__Directions__.
With the line containing "the rocky outcrop" as the first line and the last line of the records as the final one, reproduce that range exactly.

==== Records for this exercise ====

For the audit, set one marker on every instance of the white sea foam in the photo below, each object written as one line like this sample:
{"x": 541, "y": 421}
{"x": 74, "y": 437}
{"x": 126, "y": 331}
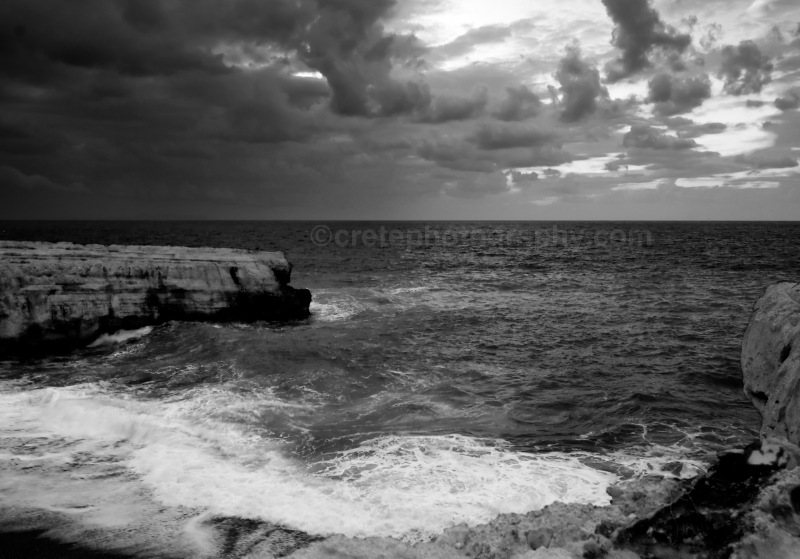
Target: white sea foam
{"x": 405, "y": 486}
{"x": 330, "y": 306}
{"x": 121, "y": 336}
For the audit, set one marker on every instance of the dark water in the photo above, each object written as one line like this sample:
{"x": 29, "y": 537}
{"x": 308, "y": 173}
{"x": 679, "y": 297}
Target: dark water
{"x": 455, "y": 365}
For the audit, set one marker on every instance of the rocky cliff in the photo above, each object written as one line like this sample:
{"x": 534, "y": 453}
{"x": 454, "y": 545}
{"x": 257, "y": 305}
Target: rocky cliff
{"x": 771, "y": 361}
{"x": 63, "y": 295}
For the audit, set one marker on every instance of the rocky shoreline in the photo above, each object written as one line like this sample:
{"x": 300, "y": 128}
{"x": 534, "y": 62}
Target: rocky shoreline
{"x": 746, "y": 506}
{"x": 56, "y": 296}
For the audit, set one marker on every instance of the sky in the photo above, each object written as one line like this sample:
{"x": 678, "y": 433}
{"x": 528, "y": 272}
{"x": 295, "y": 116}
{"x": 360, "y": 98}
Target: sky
{"x": 400, "y": 109}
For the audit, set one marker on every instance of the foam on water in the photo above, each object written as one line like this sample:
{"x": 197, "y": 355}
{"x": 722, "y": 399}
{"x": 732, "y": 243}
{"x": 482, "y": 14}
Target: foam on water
{"x": 411, "y": 487}
{"x": 331, "y": 306}
{"x": 121, "y": 336}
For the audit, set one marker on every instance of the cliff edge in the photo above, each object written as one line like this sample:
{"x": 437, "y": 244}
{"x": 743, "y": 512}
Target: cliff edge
{"x": 60, "y": 295}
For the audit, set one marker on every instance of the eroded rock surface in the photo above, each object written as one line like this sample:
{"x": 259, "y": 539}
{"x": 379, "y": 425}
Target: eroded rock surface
{"x": 771, "y": 361}
{"x": 63, "y": 294}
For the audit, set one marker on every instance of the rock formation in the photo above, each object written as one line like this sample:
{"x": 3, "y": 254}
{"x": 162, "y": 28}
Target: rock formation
{"x": 61, "y": 295}
{"x": 771, "y": 361}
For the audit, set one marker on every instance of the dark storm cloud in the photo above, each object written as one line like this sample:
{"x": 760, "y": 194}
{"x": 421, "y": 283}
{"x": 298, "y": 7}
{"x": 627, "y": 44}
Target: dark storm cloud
{"x": 503, "y": 136}
{"x": 346, "y": 43}
{"x": 672, "y": 95}
{"x": 520, "y": 103}
{"x": 644, "y": 136}
{"x": 188, "y": 100}
{"x": 580, "y": 86}
{"x": 496, "y": 147}
{"x": 445, "y": 108}
{"x": 744, "y": 68}
{"x": 638, "y": 31}
{"x": 14, "y": 178}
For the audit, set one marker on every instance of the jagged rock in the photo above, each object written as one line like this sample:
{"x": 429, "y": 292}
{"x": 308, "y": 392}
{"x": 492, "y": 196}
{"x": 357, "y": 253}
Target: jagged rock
{"x": 771, "y": 361}
{"x": 710, "y": 519}
{"x": 63, "y": 295}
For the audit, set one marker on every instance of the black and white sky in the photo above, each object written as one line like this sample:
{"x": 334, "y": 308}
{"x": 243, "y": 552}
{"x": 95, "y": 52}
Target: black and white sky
{"x": 400, "y": 109}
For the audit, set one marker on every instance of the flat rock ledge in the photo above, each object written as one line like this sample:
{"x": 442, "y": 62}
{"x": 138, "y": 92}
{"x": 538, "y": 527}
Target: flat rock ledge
{"x": 62, "y": 295}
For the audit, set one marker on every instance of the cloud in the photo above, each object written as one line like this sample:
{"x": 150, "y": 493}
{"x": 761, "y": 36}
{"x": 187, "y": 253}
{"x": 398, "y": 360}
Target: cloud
{"x": 16, "y": 179}
{"x": 504, "y": 136}
{"x": 580, "y": 86}
{"x": 644, "y": 136}
{"x": 788, "y": 102}
{"x": 759, "y": 161}
{"x": 520, "y": 103}
{"x": 638, "y": 31}
{"x": 744, "y": 69}
{"x": 445, "y": 108}
{"x": 672, "y": 95}
{"x": 469, "y": 40}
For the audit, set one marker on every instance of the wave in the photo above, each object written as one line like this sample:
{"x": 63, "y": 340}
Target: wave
{"x": 409, "y": 487}
{"x": 121, "y": 336}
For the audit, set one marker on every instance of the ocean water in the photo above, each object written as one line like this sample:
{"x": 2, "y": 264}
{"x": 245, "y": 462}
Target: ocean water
{"x": 449, "y": 372}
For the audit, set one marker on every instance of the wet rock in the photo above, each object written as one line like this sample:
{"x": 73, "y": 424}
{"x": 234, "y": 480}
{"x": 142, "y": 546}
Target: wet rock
{"x": 709, "y": 520}
{"x": 539, "y": 538}
{"x": 771, "y": 361}
{"x": 62, "y": 295}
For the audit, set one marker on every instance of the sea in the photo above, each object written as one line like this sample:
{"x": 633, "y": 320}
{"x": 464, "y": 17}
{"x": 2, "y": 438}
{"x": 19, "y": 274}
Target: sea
{"x": 449, "y": 372}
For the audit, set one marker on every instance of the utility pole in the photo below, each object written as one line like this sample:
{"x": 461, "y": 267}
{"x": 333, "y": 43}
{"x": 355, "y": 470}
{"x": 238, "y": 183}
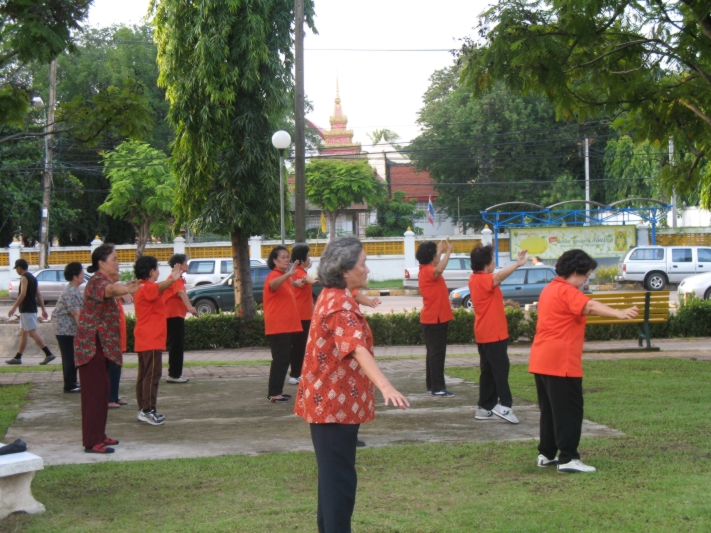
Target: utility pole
{"x": 47, "y": 177}
{"x": 299, "y": 140}
{"x": 587, "y": 181}
{"x": 671, "y": 162}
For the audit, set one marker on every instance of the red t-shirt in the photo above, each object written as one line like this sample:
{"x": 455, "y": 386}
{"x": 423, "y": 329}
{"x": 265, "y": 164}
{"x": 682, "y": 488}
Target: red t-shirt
{"x": 558, "y": 345}
{"x": 280, "y": 312}
{"x": 435, "y": 297}
{"x": 303, "y": 295}
{"x": 334, "y": 389}
{"x": 174, "y": 306}
{"x": 151, "y": 327}
{"x": 489, "y": 317}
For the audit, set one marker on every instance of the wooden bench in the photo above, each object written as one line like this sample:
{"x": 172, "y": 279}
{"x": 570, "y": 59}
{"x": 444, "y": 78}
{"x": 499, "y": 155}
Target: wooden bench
{"x": 16, "y": 473}
{"x": 653, "y": 309}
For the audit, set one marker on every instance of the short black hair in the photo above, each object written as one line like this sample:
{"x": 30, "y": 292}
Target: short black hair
{"x": 72, "y": 270}
{"x": 274, "y": 254}
{"x": 574, "y": 262}
{"x": 177, "y": 259}
{"x": 144, "y": 265}
{"x": 481, "y": 256}
{"x": 300, "y": 252}
{"x": 426, "y": 252}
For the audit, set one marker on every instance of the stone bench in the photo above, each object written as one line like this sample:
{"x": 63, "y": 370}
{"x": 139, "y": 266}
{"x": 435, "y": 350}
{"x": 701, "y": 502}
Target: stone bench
{"x": 16, "y": 473}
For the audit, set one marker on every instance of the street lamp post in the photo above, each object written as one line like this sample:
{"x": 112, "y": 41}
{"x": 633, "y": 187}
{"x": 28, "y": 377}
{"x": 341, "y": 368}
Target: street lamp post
{"x": 281, "y": 141}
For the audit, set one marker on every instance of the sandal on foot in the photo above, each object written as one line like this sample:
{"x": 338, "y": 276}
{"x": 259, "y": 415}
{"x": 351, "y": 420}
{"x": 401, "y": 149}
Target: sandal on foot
{"x": 99, "y": 448}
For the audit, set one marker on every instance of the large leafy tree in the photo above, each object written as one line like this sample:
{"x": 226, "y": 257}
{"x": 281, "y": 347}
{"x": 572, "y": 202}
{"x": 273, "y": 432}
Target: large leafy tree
{"x": 226, "y": 66}
{"x": 142, "y": 189}
{"x": 334, "y": 185}
{"x": 648, "y": 63}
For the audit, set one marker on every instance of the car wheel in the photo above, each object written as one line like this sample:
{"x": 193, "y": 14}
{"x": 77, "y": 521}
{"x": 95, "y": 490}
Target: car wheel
{"x": 655, "y": 281}
{"x": 205, "y": 307}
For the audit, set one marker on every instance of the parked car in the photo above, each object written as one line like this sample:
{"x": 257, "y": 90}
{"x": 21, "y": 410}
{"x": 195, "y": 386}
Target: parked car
{"x": 50, "y": 282}
{"x": 455, "y": 274}
{"x": 209, "y": 271}
{"x": 221, "y": 296}
{"x": 523, "y": 286}
{"x": 656, "y": 266}
{"x": 700, "y": 285}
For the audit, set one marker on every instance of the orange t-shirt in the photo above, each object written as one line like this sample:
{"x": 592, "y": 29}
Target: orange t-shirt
{"x": 489, "y": 317}
{"x": 435, "y": 297}
{"x": 558, "y": 345}
{"x": 174, "y": 306}
{"x": 303, "y": 295}
{"x": 151, "y": 327}
{"x": 280, "y": 312}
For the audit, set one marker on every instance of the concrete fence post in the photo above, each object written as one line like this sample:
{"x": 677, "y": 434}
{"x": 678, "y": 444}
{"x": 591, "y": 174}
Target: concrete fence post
{"x": 255, "y": 247}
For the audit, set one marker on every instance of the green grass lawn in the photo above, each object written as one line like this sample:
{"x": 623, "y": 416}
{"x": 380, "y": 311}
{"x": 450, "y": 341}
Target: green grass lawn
{"x": 656, "y": 478}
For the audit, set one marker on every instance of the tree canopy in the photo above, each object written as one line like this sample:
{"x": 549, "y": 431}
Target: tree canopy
{"x": 646, "y": 63}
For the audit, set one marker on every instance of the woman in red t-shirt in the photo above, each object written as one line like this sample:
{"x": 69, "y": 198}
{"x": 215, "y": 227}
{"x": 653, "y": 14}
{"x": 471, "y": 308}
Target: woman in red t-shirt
{"x": 436, "y": 311}
{"x": 556, "y": 359}
{"x": 301, "y": 284}
{"x": 491, "y": 333}
{"x": 336, "y": 393}
{"x": 281, "y": 319}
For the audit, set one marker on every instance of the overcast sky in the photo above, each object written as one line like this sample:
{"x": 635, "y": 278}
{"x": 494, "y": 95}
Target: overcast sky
{"x": 378, "y": 89}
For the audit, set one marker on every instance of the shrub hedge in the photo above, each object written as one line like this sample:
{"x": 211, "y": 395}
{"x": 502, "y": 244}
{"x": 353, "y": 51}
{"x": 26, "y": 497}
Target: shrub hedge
{"x": 226, "y": 330}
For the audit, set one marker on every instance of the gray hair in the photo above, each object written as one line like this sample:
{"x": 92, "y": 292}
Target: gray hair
{"x": 340, "y": 255}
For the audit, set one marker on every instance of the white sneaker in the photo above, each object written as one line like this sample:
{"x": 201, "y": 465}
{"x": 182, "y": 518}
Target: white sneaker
{"x": 576, "y": 466}
{"x": 483, "y": 414}
{"x": 506, "y": 413}
{"x": 543, "y": 461}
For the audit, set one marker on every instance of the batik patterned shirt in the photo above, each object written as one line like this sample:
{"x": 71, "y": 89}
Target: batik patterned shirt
{"x": 333, "y": 387}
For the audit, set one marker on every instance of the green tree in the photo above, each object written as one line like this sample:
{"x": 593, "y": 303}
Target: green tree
{"x": 395, "y": 215}
{"x": 647, "y": 63}
{"x": 142, "y": 189}
{"x": 226, "y": 66}
{"x": 334, "y": 185}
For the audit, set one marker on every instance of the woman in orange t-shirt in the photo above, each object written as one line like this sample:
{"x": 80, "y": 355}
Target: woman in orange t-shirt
{"x": 491, "y": 333}
{"x": 556, "y": 359}
{"x": 436, "y": 312}
{"x": 281, "y": 319}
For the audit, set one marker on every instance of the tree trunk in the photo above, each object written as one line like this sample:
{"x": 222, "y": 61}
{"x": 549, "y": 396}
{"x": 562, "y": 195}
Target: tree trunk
{"x": 244, "y": 297}
{"x": 332, "y": 225}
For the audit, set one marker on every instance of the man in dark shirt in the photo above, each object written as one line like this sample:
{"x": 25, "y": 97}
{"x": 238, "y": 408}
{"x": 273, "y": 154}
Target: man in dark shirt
{"x": 27, "y": 303}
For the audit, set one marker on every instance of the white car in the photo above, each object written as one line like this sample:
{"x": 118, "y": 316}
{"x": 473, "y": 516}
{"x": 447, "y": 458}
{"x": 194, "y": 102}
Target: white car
{"x": 209, "y": 271}
{"x": 699, "y": 285}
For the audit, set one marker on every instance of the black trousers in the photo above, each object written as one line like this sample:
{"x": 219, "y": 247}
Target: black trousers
{"x": 561, "y": 403}
{"x": 298, "y": 348}
{"x": 281, "y": 353}
{"x": 436, "y": 342}
{"x": 335, "y": 446}
{"x": 494, "y": 381}
{"x": 176, "y": 346}
{"x": 66, "y": 348}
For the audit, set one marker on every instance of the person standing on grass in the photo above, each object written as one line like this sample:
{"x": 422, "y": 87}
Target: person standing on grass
{"x": 491, "y": 333}
{"x": 301, "y": 284}
{"x": 336, "y": 393}
{"x": 177, "y": 305}
{"x": 27, "y": 301}
{"x": 64, "y": 322}
{"x": 150, "y": 334}
{"x": 436, "y": 311}
{"x": 281, "y": 319}
{"x": 556, "y": 359}
{"x": 98, "y": 340}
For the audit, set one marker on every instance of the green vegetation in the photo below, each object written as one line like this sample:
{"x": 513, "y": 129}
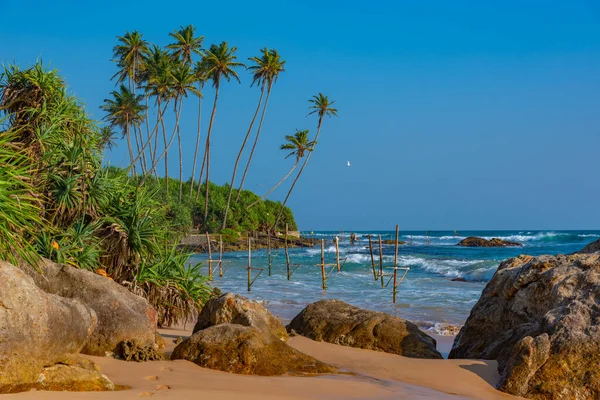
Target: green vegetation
{"x": 59, "y": 201}
{"x": 155, "y": 80}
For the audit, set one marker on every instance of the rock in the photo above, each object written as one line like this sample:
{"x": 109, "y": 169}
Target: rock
{"x": 246, "y": 350}
{"x": 593, "y": 247}
{"x": 37, "y": 329}
{"x": 132, "y": 350}
{"x": 159, "y": 342}
{"x": 83, "y": 376}
{"x": 236, "y": 309}
{"x": 481, "y": 242}
{"x": 539, "y": 317}
{"x": 121, "y": 314}
{"x": 340, "y": 323}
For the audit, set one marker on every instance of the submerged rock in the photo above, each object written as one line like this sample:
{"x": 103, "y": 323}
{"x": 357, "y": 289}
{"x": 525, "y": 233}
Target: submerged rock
{"x": 593, "y": 247}
{"x": 540, "y": 318}
{"x": 41, "y": 335}
{"x": 340, "y": 323}
{"x": 121, "y": 314}
{"x": 235, "y": 309}
{"x": 246, "y": 350}
{"x": 481, "y": 242}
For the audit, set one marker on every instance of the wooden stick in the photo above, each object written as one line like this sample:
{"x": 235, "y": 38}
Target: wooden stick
{"x": 221, "y": 256}
{"x": 269, "y": 251}
{"x": 395, "y": 267}
{"x": 372, "y": 258}
{"x": 249, "y": 264}
{"x": 381, "y": 261}
{"x": 337, "y": 255}
{"x": 323, "y": 276}
{"x": 209, "y": 256}
{"x": 287, "y": 254}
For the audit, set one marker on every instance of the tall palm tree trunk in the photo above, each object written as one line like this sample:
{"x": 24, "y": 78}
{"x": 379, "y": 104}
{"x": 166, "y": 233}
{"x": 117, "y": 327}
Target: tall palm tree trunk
{"x": 298, "y": 176}
{"x": 166, "y": 155}
{"x": 180, "y": 150}
{"x": 197, "y": 145}
{"x": 262, "y": 117}
{"x": 237, "y": 160}
{"x": 147, "y": 123}
{"x": 201, "y": 175}
{"x": 127, "y": 134}
{"x": 207, "y": 150}
{"x": 274, "y": 187}
{"x": 149, "y": 141}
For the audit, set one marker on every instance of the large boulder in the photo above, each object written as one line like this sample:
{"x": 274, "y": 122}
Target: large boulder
{"x": 593, "y": 247}
{"x": 540, "y": 318}
{"x": 38, "y": 331}
{"x": 340, "y": 323}
{"x": 83, "y": 376}
{"x": 246, "y": 350}
{"x": 473, "y": 241}
{"x": 235, "y": 309}
{"x": 121, "y": 314}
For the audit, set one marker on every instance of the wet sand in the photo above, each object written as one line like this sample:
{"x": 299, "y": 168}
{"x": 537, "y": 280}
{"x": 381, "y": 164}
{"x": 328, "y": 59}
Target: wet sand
{"x": 367, "y": 375}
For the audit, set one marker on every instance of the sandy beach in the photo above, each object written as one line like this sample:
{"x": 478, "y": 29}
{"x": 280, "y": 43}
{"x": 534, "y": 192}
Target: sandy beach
{"x": 366, "y": 374}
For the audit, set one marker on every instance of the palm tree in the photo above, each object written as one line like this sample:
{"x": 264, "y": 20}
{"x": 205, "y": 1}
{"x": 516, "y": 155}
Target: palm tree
{"x": 183, "y": 82}
{"x": 268, "y": 68}
{"x": 107, "y": 138}
{"x": 261, "y": 76}
{"x": 124, "y": 110}
{"x": 220, "y": 63}
{"x": 322, "y": 107}
{"x": 200, "y": 74}
{"x": 159, "y": 84}
{"x": 129, "y": 55}
{"x": 299, "y": 145}
{"x": 186, "y": 44}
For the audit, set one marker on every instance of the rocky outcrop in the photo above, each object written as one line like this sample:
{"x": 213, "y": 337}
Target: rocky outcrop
{"x": 246, "y": 350}
{"x": 131, "y": 350}
{"x": 41, "y": 336}
{"x": 83, "y": 376}
{"x": 593, "y": 247}
{"x": 340, "y": 323}
{"x": 121, "y": 314}
{"x": 540, "y": 318}
{"x": 473, "y": 241}
{"x": 235, "y": 309}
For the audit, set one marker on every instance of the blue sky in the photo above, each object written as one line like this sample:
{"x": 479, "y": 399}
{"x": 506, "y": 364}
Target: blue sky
{"x": 453, "y": 114}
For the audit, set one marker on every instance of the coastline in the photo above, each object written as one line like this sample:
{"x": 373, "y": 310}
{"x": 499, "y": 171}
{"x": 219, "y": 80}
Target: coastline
{"x": 197, "y": 243}
{"x": 367, "y": 374}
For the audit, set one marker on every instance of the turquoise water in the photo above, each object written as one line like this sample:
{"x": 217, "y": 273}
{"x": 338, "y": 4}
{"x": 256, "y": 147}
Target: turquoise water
{"x": 428, "y": 296}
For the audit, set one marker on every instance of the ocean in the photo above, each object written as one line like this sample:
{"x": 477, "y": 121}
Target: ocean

====

__The reply__.
For the audit, set one marker on every instance of the rocky outcrop in the photo above, each object written as one line like this sample:
{"x": 213, "y": 337}
Target: rocky outcrop
{"x": 246, "y": 350}
{"x": 131, "y": 350}
{"x": 41, "y": 336}
{"x": 83, "y": 376}
{"x": 593, "y": 247}
{"x": 340, "y": 323}
{"x": 121, "y": 314}
{"x": 540, "y": 318}
{"x": 473, "y": 241}
{"x": 235, "y": 309}
For the audit, set one marker on every instance of the blue sky in the photo above, each object written as one line like this sample:
{"x": 479, "y": 399}
{"x": 506, "y": 364}
Target: blue sky
{"x": 453, "y": 114}
For the audit, set one marker on every instance of the coastline in the photo above, each object written as one line like this sample:
{"x": 373, "y": 310}
{"x": 499, "y": 171}
{"x": 219, "y": 80}
Target: coastline
{"x": 197, "y": 243}
{"x": 367, "y": 374}
For the audit, set one marker on every instance of the turquoise water in the photo above, each object written as one line like this sample:
{"x": 217, "y": 273}
{"x": 338, "y": 4}
{"x": 256, "y": 147}
Target: turquoise water
{"x": 428, "y": 296}
For the audit, set one marker on every instance of the ocean in the photo above, each object written as one line like this sample:
{"x": 477, "y": 121}
Target: ocean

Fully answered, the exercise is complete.